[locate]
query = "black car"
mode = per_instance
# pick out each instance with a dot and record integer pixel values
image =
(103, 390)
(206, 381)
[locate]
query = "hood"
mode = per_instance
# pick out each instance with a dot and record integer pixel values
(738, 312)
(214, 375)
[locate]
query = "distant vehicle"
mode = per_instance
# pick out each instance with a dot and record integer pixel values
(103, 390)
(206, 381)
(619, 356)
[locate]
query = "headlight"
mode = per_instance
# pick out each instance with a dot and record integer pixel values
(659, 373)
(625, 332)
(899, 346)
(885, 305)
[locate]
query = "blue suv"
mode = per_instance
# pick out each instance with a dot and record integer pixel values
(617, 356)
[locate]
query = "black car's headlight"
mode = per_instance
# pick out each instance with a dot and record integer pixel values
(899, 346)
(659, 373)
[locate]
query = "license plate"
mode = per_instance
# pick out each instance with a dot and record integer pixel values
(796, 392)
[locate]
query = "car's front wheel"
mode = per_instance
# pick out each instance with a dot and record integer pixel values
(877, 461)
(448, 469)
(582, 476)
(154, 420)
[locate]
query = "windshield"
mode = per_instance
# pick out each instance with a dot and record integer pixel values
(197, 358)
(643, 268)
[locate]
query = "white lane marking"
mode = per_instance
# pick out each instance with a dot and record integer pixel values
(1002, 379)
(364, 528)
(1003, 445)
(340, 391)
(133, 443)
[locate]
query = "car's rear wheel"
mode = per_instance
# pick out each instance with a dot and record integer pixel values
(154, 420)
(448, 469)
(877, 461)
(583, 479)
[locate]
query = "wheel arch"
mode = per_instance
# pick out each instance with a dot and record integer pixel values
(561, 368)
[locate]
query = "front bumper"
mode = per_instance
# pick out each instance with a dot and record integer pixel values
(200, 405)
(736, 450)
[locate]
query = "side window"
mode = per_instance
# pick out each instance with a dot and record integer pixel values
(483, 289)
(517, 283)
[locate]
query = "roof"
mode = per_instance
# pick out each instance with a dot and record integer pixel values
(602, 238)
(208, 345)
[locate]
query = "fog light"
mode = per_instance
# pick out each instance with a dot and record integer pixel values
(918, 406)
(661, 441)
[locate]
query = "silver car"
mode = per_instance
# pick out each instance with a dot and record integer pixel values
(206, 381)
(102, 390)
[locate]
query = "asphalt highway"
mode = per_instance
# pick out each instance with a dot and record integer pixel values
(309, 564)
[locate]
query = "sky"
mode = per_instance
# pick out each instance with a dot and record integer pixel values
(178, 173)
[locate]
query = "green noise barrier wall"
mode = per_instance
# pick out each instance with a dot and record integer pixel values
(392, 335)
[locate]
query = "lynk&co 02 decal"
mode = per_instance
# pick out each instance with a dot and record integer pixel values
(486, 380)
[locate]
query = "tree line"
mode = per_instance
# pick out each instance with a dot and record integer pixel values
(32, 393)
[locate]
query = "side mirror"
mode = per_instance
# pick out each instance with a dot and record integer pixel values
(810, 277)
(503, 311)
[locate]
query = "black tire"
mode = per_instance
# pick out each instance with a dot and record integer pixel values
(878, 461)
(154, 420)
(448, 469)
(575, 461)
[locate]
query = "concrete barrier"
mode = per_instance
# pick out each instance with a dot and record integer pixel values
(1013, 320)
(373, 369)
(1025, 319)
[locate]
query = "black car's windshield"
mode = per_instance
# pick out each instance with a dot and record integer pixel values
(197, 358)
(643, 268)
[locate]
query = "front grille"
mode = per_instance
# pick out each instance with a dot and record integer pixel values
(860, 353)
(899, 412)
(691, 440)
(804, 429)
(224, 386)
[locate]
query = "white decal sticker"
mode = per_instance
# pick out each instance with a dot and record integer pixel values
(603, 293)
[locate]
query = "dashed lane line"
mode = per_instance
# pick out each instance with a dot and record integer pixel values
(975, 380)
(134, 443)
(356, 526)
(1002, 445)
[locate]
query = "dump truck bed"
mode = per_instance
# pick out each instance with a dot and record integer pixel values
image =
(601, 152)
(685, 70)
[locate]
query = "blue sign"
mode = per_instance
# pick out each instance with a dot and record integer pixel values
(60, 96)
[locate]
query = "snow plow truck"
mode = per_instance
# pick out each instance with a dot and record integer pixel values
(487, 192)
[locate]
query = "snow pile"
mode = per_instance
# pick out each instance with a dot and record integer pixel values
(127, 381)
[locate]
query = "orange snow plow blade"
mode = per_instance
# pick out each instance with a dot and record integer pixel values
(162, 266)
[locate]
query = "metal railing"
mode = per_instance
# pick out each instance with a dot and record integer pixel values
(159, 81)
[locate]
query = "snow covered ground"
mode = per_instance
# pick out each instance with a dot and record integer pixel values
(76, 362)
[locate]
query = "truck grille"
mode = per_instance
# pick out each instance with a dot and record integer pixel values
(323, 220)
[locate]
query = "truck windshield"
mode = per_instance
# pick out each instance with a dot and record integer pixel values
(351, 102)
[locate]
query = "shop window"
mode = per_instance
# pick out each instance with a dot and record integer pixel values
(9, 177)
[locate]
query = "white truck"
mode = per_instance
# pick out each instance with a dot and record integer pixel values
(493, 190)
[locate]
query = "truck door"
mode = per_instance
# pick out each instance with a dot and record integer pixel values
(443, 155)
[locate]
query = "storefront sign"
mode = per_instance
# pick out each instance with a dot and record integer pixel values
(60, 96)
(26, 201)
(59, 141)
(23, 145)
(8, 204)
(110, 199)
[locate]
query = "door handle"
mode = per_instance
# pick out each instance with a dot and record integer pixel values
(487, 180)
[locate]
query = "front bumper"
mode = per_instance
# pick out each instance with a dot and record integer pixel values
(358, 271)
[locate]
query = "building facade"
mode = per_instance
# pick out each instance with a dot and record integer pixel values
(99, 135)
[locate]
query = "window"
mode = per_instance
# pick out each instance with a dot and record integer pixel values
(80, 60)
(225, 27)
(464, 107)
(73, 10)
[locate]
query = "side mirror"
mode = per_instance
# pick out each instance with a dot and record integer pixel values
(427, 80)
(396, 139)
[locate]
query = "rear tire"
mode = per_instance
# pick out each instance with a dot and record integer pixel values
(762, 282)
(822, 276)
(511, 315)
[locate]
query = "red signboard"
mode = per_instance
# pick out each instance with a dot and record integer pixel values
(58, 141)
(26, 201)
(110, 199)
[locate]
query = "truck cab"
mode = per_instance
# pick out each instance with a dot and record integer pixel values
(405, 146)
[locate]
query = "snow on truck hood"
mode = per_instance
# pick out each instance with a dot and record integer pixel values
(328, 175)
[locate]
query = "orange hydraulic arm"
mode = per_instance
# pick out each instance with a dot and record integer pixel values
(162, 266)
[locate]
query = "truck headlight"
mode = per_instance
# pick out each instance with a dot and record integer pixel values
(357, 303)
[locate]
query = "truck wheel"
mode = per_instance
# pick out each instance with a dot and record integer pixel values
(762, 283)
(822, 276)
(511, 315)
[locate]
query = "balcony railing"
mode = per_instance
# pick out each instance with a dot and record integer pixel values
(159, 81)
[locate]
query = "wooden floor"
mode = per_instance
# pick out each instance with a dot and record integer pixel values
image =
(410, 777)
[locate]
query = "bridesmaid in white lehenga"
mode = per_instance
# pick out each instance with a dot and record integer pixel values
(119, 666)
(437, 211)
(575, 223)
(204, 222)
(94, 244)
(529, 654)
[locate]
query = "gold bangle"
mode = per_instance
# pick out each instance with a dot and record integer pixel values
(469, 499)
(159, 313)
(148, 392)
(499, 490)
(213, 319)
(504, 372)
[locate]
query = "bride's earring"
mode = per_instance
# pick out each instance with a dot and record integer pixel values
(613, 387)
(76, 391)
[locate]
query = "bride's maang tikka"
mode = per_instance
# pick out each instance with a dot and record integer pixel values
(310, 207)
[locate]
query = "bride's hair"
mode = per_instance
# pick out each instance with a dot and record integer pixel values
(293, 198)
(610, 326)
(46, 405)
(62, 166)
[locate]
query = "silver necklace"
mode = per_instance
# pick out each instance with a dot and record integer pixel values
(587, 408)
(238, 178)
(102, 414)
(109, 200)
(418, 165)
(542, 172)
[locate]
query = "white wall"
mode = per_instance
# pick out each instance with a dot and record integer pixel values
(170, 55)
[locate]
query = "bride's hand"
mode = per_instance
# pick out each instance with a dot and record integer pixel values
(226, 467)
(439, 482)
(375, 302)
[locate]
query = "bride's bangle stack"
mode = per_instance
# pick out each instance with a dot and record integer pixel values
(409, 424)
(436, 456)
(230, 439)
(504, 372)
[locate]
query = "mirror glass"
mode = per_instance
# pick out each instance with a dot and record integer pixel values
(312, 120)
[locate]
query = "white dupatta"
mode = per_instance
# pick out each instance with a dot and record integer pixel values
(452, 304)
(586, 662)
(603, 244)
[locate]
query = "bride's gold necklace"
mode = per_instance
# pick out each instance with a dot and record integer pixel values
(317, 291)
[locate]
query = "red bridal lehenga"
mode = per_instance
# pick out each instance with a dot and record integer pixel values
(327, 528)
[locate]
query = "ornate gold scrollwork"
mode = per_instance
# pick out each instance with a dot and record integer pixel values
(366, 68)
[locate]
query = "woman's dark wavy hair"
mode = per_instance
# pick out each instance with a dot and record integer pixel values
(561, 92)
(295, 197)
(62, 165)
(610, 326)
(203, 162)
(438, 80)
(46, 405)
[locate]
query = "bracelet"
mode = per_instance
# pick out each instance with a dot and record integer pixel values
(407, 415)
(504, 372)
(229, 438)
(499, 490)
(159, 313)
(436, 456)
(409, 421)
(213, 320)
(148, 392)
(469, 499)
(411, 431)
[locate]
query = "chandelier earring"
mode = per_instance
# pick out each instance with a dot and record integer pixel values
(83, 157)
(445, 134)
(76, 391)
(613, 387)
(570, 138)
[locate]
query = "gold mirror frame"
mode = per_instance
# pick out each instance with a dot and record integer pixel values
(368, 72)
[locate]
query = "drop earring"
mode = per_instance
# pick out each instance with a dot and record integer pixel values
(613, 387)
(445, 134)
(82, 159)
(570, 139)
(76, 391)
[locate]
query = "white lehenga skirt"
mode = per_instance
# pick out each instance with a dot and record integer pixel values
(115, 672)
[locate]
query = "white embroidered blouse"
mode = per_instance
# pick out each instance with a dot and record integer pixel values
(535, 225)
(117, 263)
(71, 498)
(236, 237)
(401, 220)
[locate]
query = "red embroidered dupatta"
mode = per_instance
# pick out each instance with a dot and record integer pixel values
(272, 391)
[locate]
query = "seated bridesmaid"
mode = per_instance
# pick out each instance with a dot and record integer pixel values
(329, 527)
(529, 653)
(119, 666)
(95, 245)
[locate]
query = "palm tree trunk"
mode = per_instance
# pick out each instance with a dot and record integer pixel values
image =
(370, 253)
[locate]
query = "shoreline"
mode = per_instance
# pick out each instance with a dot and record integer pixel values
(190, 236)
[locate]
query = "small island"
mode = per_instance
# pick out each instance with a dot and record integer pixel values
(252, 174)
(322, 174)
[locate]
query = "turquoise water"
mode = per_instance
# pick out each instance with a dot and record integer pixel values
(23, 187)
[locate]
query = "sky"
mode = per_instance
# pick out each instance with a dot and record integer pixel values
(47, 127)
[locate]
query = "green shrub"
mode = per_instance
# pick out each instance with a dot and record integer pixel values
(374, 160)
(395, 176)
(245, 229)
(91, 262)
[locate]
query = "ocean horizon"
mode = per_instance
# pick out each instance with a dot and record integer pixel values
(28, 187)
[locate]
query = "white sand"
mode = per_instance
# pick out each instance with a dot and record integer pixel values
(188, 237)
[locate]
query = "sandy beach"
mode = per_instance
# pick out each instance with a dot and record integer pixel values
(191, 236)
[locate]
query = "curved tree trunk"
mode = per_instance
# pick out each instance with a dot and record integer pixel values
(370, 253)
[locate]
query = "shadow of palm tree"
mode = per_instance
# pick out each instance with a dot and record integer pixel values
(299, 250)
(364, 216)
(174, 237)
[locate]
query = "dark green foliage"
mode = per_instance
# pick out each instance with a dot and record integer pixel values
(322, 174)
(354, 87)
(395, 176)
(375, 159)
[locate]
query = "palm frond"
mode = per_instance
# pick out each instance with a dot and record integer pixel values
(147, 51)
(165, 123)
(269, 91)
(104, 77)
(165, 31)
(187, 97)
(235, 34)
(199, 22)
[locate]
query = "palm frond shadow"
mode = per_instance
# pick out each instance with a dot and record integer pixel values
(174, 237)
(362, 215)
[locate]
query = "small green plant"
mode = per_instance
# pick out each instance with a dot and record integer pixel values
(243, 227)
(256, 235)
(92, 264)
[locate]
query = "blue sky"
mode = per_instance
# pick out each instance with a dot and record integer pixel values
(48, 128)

================

• _TO DO_:
Locate every line of the records that contains the string "green" and copy each of those lines. Treat case as significant.

• _THE ANSWER_:
query = "green noise barrier wall"
query = "green shrub"
query = "dark green foliage"
query = "small green plant"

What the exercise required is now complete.